Work order:
The records sit below. Return every line in them that holds the word "water".

Data:

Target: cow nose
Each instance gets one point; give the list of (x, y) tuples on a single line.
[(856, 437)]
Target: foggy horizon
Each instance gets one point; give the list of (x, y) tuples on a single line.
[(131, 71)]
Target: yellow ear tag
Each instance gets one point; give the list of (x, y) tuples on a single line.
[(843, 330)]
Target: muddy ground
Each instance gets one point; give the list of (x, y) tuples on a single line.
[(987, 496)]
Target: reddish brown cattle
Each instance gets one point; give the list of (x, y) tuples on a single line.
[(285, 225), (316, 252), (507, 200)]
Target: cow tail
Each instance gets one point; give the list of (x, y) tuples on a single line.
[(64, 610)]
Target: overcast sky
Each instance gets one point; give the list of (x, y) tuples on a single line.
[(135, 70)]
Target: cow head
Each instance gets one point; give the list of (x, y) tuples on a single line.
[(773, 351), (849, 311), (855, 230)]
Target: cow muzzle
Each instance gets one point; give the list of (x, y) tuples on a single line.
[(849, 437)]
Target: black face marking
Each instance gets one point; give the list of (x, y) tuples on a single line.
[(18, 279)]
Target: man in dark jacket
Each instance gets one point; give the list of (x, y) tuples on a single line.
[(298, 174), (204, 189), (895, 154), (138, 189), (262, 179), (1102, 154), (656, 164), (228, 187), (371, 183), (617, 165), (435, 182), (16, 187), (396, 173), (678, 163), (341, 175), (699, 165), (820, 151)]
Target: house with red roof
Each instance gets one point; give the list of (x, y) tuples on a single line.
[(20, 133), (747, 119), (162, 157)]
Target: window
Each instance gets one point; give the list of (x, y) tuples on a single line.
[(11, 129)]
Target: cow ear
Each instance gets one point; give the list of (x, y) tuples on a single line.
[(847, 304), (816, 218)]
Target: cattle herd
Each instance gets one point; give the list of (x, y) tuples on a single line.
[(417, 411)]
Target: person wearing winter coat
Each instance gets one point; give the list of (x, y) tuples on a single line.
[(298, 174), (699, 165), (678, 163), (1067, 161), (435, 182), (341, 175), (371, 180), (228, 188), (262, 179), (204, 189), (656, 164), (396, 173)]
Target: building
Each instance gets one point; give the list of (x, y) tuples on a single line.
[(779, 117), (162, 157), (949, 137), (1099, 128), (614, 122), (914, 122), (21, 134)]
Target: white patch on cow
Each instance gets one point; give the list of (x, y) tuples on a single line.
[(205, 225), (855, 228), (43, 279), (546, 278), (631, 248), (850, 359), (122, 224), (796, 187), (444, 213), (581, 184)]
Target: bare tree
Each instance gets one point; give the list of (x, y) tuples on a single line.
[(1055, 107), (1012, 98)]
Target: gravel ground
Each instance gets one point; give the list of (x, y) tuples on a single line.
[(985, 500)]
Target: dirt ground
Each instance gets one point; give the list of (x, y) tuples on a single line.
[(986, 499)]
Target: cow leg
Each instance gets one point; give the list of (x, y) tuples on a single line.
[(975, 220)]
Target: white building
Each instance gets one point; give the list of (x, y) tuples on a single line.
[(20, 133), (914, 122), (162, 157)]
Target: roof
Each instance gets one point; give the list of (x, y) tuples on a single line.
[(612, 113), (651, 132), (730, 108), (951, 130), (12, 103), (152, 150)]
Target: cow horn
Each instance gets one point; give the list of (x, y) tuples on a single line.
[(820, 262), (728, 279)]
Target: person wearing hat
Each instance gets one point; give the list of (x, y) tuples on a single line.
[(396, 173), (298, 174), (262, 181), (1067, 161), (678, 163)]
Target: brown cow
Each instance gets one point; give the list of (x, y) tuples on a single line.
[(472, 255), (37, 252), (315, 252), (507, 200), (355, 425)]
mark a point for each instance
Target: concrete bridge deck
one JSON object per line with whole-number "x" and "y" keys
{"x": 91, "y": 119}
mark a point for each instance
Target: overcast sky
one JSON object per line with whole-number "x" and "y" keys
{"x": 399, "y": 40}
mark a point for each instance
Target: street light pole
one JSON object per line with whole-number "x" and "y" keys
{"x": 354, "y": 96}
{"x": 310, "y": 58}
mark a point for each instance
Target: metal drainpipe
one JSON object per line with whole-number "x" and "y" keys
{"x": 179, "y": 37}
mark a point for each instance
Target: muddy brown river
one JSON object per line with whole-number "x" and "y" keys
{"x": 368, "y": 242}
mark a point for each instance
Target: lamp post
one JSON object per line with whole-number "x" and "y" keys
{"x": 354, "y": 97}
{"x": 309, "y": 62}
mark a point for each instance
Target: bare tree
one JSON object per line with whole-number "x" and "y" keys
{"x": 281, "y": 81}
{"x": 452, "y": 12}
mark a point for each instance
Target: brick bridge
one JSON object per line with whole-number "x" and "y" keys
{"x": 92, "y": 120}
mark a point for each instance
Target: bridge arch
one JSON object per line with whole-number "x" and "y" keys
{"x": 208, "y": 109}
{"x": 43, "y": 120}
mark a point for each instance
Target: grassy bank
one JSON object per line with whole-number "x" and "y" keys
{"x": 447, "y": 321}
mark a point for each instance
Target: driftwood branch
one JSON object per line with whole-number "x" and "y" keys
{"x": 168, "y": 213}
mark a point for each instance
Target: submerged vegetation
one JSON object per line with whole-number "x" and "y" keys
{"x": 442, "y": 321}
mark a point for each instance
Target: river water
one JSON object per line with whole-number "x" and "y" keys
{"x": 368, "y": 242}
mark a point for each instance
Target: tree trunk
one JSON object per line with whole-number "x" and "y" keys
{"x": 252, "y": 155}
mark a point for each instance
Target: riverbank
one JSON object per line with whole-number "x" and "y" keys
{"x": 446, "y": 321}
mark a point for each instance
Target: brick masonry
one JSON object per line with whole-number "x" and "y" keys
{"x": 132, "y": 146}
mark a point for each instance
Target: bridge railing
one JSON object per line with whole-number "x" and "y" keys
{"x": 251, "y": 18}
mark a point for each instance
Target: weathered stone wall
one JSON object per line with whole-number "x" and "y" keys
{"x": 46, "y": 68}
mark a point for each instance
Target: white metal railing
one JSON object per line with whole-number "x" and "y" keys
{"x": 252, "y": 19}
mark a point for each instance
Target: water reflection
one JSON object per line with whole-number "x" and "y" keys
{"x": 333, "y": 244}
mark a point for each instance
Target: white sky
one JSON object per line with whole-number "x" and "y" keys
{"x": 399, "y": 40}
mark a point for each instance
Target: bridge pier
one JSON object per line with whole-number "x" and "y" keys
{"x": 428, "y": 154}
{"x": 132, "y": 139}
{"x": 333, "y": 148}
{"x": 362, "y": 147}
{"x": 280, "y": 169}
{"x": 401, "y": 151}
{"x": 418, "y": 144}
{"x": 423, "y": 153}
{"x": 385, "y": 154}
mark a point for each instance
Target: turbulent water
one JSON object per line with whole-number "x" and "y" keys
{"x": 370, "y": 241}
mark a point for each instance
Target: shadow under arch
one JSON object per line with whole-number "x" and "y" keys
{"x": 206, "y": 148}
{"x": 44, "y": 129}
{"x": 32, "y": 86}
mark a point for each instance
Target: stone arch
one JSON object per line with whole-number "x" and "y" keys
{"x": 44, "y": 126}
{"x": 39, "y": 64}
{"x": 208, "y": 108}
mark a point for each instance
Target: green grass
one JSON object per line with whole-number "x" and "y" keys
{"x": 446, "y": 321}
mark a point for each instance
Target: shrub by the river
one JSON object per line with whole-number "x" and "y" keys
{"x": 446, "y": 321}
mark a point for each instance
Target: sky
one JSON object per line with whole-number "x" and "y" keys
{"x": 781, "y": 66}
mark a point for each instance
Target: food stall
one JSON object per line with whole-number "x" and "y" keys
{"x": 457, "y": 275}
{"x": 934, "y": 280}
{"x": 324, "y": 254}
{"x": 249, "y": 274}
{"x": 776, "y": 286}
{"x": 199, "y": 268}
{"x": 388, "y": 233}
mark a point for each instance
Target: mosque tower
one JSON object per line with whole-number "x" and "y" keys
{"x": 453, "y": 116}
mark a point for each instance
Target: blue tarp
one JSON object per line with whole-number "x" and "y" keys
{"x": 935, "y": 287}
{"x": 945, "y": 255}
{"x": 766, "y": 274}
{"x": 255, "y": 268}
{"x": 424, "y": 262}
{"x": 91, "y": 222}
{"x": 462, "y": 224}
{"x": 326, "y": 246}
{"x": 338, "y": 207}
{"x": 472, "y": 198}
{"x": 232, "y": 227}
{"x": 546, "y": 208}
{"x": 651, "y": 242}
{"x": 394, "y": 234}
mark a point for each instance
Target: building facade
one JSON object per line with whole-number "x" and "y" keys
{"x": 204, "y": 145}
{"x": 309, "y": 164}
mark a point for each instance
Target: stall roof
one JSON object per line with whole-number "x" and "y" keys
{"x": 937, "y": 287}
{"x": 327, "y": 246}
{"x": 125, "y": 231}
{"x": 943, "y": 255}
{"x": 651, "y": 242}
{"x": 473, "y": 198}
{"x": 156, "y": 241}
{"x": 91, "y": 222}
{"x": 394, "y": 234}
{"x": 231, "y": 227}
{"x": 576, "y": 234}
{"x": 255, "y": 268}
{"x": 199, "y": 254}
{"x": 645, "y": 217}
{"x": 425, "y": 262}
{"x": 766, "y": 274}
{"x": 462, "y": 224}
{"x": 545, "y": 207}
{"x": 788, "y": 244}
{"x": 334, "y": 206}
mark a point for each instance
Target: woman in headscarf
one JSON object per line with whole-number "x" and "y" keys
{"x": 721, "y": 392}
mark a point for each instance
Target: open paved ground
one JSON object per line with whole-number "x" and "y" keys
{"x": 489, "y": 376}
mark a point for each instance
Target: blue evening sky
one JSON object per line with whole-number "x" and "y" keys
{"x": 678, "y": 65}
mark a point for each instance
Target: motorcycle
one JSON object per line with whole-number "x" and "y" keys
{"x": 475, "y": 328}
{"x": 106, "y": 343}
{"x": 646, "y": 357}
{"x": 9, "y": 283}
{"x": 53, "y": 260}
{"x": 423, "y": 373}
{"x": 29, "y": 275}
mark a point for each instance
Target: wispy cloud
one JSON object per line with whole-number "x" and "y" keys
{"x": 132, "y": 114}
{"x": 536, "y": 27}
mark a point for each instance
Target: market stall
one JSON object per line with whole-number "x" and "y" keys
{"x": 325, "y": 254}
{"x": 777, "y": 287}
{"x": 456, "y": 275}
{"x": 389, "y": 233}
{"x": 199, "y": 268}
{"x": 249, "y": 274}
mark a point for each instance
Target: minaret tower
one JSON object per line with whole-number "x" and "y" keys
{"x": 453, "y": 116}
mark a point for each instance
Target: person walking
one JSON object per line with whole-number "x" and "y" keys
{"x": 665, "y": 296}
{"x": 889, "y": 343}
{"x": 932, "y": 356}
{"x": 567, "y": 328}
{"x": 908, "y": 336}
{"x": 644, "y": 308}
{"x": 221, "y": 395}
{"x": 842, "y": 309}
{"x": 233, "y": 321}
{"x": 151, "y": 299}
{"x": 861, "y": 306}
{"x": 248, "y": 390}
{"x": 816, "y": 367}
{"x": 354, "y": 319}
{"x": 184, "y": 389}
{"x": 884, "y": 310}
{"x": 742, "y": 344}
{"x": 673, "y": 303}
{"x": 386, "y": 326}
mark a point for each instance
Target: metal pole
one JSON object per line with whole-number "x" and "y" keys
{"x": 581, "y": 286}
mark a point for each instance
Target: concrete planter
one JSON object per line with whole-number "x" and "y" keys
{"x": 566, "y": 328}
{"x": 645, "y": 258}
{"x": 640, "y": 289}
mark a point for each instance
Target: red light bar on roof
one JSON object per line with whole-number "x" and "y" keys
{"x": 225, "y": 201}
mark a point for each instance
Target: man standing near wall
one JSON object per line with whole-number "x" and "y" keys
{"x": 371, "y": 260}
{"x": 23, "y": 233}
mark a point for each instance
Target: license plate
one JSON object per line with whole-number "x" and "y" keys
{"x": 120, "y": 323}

Solution for this problem:
Target: river water
Target: water reflection
Target: turbulent water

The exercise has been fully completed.